_Liste des tâches_.
1. Dans le texte sur Pixar, réécrivez plus brièvement le paragraphe qui commence par « J'adore Pixar » en conservant ses faits principaux.
2. Résumez en deux phrases le texte sur Pixar.
3. Poursuivez le texte sur Pixar à partir de sa dernière phrase.

_Texte_.
Par : noreply@blogger.com (Julien Gigault) — 14 avril 2016 à 09:00
J'adore Pixar, ils ont un talent fou pour captiver avec la même histoire un public inter-générationnel. Evidemment la force de leurs récits ne sera jamais comparable à celle des créateurs japonais tel que Miyazaki ou Hosoda, sans doute à cause de cette manie très américaine de rendre tout mignon, même la fête des morts mexicaine va devenir mignonne à croquer avec "Coco" leur prochaine création prévue en 2017.

(Entrées d'annotation de position)
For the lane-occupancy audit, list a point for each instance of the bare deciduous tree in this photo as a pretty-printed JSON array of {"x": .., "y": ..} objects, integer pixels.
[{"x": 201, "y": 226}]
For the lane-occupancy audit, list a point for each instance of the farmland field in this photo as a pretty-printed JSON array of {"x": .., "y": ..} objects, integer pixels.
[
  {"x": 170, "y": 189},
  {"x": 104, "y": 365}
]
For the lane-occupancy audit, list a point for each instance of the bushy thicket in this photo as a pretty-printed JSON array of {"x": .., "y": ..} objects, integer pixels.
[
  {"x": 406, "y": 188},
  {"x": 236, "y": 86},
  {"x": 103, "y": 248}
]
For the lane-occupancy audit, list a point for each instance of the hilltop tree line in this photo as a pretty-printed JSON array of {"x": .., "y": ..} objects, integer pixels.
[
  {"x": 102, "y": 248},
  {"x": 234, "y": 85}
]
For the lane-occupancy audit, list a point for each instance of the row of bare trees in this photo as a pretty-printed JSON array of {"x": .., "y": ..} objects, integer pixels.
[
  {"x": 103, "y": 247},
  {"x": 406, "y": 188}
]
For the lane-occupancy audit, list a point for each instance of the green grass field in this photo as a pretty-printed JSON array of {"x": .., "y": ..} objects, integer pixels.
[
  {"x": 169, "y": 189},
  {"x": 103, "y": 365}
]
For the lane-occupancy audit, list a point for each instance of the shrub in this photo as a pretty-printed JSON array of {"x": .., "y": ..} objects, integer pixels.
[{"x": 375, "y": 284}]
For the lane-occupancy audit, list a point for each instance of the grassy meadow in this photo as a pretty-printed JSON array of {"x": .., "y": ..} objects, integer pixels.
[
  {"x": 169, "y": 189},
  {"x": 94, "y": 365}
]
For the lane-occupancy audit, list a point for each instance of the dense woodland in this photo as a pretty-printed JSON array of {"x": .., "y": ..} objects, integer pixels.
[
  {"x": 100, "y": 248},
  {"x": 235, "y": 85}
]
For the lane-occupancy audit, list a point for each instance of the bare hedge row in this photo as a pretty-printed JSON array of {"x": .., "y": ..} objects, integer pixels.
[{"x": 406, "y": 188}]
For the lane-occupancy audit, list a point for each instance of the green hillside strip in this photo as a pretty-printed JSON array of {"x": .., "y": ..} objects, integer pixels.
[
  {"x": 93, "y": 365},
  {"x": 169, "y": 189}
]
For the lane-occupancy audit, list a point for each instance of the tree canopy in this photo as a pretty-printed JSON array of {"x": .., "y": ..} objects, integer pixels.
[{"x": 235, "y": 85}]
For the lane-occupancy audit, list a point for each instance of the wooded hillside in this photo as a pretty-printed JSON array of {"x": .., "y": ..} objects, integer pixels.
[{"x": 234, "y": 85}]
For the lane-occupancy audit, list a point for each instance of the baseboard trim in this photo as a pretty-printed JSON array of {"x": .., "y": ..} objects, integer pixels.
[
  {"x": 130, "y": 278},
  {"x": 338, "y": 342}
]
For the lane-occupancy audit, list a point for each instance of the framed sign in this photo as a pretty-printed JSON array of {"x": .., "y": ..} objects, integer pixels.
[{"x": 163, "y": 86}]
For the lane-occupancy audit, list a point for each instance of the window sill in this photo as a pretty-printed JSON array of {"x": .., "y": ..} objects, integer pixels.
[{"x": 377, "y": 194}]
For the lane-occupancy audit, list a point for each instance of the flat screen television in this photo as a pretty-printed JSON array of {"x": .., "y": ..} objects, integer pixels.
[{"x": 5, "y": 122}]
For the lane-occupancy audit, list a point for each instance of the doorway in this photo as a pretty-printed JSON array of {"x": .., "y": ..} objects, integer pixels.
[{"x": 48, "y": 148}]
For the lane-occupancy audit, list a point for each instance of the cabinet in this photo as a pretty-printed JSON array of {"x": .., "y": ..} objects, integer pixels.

_Réponses attendues_.
1. J'adore Pixar, qui sait captiver avec une même histoire un public de toutes générations. Ses récits n'égaleront pourtant jamais ceux de créateurs japonais comme Miyazaki ou Hosoda. La cause en est sans doute la manie américaine de tout rendre mignon. Même la fête des morts mexicaine le deviendra avec « Coco », prévu en 2017.

2. Le texte salue le talent de Pixar pour captiver avec une même histoire un public de toutes générations. Il estime cependant que ses récits n'égaleront jamais ceux de Miyazaki ou Hosoda, probablement à cause d'une manie américaine de tout rendre mignon, jusqu'à la fête des morts mexicaine dans « Coco », prévu en 2017.

3.
Alors qu'ils ne proposent dans les années à venir que des suites : Toy Story 4, Les Indestructibles 2, Cars 3... Ils font l'impasse sur la suite la plus sublime qu'ils auraient pu proposer au grand public : "Le monde de Nemo 2". Au lieu de cela, ils changent de personnage pour réaliser "Le monde de Dory". Ce personnage serait si attachant qu'il mériterait un film entier…

La vérité est que le sujet d'un "Monde de Némo 2" est bien trop subversif pour le grand public. Le poisson clown est un hermaphrodite successif ce qui signifie que les petits naissent mâles et finissent leur vie femelles. Imaginez le sujet d'un film où Némo passerait à l'âge adulte en devenant femelle guidé par son papa devenu lui-même maman... D'un point de vue scénaristique, c'est littéralement époustouflant : affronter le regard de l'autre, réussir sa quête identitaire, c'est la quintessence du "voyage du héros". D'un point de vue sociétal, c'est grandiose : cela renverse tous les arguments jugeant les trans-genres "contre-natures".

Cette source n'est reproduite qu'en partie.